:: Problem to solve ::
Output all of the entries beneath, exactly as written.

─── Listed records

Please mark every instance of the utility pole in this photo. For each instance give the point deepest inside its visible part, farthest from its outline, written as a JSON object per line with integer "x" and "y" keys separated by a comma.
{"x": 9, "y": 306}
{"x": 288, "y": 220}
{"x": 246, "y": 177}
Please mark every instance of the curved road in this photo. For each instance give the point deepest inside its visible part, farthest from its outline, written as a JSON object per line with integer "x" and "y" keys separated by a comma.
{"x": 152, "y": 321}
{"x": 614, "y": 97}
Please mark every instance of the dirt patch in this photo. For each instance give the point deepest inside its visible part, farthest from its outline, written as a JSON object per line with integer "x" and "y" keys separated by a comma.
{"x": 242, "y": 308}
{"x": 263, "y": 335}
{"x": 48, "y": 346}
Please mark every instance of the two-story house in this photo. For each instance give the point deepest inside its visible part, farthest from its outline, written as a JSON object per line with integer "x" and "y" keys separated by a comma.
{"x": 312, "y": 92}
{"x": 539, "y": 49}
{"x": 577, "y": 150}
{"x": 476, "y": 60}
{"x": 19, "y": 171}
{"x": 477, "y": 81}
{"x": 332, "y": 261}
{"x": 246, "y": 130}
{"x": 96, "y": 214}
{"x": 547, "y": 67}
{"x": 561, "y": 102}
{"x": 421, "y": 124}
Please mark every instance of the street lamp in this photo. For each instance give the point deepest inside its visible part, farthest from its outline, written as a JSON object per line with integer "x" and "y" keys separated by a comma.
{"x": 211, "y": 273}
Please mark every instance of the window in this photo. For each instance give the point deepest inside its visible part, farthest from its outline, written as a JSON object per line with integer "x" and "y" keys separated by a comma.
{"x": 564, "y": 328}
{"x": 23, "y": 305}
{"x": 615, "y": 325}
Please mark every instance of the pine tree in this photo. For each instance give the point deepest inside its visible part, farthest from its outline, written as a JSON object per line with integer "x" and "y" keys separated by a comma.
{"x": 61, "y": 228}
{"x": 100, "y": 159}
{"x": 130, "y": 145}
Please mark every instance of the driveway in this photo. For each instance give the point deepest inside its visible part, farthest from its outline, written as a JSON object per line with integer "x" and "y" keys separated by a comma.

──────

:: Problem solution ::
Please mark every instance of the utility pole in this photo. For each instance give the point deepest inside its visible part, farthest from its outline, written as a JSON object per line with integer "x" and "y" keys separated by a comma.
{"x": 9, "y": 306}
{"x": 288, "y": 220}
{"x": 246, "y": 177}
Please mark every instance of the curved road in this photo. For each instance give the point deepest inside its visible part, farthest from its outline, written as a JSON object per line with integer "x" and "y" keys separated by a comma.
{"x": 152, "y": 321}
{"x": 614, "y": 97}
Please mark every instance of the dirt patch in this photo. For each instance give the point deepest inside its visible part, farthest from its outline, written as a JSON object per line with integer "x" and "y" keys separated by a comma.
{"x": 242, "y": 308}
{"x": 263, "y": 335}
{"x": 48, "y": 346}
Please mark every instance of the two-story house in this photo. For each instance give the point deepest inside its visible part, farthest from its outline, written as a JSON object per line with integer "x" and "y" keys separated by a comma.
{"x": 312, "y": 92}
{"x": 539, "y": 49}
{"x": 577, "y": 150}
{"x": 476, "y": 60}
{"x": 19, "y": 171}
{"x": 477, "y": 81}
{"x": 332, "y": 261}
{"x": 246, "y": 130}
{"x": 96, "y": 214}
{"x": 547, "y": 67}
{"x": 561, "y": 102}
{"x": 421, "y": 124}
Please mark every instance of the street lamp in this photo. For each instance give the point deepest inside its visible part, farthest from its outline, written as a JSON object per line with integer "x" and "y" keys separated by a comma.
{"x": 211, "y": 273}
Please mark every instance of the window in this photo. For each instance give the point deepest inside its visible part, farthest from its outline, written as a JSON object per line with integer "x" and "y" keys separated by a comma.
{"x": 564, "y": 328}
{"x": 23, "y": 305}
{"x": 615, "y": 325}
Please mark every instance of the pine tree in this photo. For each instance give the point deepest inside its visible part, farthest from its outline, written as a JSON object per line with integer "x" and "y" keys separated by a comma.
{"x": 61, "y": 228}
{"x": 100, "y": 159}
{"x": 130, "y": 145}
Please mark every instance of the driveway in this photo. For each instance give the point deepest inside its visible part, farthest from its outline, written as a JSON object per line with integer "x" and "y" keys separated by a comma.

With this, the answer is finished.